Copy nothing from the entries below except the lines from the one containing "positive clicks: (280, 123)" through the one containing "positive clicks: (163, 53)", and copy those exactly.

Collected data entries
+--

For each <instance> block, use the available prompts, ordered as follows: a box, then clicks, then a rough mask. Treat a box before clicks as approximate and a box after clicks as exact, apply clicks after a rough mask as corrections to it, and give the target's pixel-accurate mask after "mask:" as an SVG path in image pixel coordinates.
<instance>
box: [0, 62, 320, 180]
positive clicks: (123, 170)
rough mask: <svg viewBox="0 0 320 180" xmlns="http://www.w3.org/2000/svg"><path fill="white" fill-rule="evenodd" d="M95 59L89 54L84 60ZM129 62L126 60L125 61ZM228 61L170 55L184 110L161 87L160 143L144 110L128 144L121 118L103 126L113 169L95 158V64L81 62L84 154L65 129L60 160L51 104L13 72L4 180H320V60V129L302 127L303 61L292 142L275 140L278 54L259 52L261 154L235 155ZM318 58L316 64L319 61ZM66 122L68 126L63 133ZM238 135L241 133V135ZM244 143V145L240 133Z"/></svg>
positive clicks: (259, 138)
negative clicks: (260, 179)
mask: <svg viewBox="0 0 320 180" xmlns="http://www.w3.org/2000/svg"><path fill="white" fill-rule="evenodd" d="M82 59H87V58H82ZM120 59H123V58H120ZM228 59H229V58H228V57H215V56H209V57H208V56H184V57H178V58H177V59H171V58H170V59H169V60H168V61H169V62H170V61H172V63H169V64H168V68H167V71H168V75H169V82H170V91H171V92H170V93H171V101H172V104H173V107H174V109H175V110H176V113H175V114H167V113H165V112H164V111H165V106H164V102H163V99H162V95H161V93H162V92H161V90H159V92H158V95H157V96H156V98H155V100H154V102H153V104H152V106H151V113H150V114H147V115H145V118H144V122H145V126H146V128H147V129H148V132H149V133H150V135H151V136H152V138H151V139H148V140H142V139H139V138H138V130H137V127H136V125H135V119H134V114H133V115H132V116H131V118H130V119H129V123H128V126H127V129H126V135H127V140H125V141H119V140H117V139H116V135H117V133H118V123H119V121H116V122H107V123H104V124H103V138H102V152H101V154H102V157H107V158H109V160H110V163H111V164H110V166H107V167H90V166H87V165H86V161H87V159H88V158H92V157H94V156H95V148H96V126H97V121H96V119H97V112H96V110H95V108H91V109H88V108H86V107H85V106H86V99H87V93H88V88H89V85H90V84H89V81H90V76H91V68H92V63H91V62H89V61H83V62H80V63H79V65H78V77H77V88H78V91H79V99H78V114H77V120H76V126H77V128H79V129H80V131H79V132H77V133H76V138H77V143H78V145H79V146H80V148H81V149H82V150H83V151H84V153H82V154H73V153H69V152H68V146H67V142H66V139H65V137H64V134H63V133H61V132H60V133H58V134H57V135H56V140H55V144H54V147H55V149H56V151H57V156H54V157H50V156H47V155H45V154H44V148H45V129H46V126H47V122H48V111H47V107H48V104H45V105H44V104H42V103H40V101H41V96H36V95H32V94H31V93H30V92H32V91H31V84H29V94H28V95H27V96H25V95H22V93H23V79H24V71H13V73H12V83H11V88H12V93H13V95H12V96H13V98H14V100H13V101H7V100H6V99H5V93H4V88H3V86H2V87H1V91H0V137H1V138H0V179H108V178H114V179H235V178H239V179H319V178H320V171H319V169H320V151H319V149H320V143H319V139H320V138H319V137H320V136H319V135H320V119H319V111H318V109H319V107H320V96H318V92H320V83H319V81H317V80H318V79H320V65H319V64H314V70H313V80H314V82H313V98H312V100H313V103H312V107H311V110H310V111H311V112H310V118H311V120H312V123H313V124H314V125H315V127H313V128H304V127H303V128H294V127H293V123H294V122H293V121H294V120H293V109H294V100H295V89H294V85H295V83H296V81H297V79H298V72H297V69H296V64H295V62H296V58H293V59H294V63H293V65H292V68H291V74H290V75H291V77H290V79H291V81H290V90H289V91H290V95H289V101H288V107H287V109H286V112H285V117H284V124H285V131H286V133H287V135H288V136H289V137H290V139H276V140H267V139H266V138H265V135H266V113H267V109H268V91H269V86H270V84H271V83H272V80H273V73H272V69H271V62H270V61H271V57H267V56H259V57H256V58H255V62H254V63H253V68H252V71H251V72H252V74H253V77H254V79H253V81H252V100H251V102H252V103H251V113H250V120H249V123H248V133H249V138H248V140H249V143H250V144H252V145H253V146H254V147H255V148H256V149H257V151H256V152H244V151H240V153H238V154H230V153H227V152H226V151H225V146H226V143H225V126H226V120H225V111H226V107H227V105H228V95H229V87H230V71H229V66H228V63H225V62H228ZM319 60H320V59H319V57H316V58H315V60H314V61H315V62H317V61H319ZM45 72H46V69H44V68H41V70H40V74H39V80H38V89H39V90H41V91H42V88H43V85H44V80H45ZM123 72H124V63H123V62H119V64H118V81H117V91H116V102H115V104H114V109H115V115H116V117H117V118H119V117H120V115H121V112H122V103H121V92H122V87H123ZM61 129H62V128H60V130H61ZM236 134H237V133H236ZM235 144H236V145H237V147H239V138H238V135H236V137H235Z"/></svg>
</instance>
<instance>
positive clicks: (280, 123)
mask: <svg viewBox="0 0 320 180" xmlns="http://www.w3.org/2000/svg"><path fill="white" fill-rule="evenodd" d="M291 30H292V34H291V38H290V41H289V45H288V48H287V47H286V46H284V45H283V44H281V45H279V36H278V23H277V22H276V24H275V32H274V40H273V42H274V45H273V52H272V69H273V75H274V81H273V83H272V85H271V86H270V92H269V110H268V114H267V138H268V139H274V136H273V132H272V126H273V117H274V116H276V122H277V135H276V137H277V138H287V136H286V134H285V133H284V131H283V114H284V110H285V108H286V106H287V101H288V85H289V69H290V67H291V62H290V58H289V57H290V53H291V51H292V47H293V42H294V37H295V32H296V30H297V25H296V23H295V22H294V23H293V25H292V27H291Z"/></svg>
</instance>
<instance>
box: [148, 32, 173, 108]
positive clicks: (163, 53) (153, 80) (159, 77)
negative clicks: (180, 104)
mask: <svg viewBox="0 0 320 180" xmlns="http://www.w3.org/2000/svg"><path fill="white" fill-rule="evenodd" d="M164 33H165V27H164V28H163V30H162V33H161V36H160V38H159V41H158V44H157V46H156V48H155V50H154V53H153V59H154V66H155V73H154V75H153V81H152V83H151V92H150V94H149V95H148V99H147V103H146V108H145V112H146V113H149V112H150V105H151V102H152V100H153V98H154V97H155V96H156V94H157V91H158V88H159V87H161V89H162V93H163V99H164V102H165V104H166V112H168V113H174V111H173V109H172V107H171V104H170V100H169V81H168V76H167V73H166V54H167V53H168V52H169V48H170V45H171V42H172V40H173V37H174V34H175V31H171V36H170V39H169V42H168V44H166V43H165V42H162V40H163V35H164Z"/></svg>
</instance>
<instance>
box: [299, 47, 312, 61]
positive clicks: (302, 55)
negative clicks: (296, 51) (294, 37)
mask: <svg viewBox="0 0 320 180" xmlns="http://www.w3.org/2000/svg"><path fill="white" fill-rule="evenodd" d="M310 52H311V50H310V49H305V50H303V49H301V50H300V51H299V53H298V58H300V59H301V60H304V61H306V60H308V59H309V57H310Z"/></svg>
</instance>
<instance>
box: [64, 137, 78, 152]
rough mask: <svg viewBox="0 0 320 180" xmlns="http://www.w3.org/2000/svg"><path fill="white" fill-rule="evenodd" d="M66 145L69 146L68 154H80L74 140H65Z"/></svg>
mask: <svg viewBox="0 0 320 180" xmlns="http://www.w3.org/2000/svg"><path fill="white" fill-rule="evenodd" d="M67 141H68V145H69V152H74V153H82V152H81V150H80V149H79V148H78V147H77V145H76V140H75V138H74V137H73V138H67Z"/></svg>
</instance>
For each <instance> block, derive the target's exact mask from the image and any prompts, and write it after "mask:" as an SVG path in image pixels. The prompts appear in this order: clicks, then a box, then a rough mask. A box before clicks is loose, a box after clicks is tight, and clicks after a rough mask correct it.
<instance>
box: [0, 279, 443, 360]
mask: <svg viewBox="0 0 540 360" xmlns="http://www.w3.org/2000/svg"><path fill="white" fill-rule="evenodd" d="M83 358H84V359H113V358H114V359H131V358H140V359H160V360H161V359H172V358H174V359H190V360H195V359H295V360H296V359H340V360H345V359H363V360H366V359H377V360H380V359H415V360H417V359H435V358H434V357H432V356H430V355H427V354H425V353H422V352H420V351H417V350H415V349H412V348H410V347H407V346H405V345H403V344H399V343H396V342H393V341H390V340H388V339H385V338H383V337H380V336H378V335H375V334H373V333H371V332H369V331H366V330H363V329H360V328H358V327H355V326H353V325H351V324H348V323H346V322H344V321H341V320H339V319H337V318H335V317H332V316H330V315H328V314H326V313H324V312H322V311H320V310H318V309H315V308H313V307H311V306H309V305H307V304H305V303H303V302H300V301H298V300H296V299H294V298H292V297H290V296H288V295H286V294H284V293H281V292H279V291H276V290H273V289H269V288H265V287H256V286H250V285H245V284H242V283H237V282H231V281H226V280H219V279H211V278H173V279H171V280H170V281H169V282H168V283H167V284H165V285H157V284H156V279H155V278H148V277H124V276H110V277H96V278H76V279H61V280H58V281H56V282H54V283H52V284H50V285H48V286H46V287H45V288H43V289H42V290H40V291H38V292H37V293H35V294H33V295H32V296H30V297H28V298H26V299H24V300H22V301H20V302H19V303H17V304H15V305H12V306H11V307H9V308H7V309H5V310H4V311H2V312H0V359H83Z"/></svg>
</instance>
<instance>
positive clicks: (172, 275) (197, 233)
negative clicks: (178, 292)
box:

+--

_Response area:_
positive clicks: (280, 123)
mask: <svg viewBox="0 0 320 180" xmlns="http://www.w3.org/2000/svg"><path fill="white" fill-rule="evenodd" d="M291 30H292V34H291V38H290V41H289V45H288V48H287V47H286V46H284V45H283V44H281V45H279V36H278V23H277V22H276V24H275V32H274V40H273V42H274V45H273V52H272V69H273V75H274V81H273V83H272V85H271V86H270V92H269V110H268V114H267V138H268V139H274V136H273V132H272V126H273V117H274V116H276V122H277V135H276V137H277V138H287V136H286V134H285V133H284V131H283V114H284V110H285V108H286V106H287V101H288V85H289V69H290V67H291V62H290V58H289V57H290V53H291V51H292V47H293V42H294V37H295V32H296V30H297V25H296V23H295V22H294V23H293V25H292V27H291Z"/></svg>
</instance>
<instance>
box: [148, 32, 173, 108]
positive clicks: (163, 53) (153, 80) (159, 77)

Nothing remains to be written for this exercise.